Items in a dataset
═══

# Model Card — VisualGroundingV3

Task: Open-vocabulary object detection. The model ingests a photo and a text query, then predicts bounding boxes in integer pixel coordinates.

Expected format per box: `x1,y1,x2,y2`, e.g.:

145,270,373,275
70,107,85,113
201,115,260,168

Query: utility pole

═══

◆ Exercise description:
Reproduce every row above without changing a single character.

◆ Final result:
# Model Card — VisualGroundingV3

Task: Open-vocabulary object detection. The model ingests a photo and a text query, then predicts bounding boxes in integer pixel coordinates.

Expected format per box: `x1,y1,x2,y2`, e.g.:

145,270,373,275
70,107,85,113
201,115,260,168

Query: utility pole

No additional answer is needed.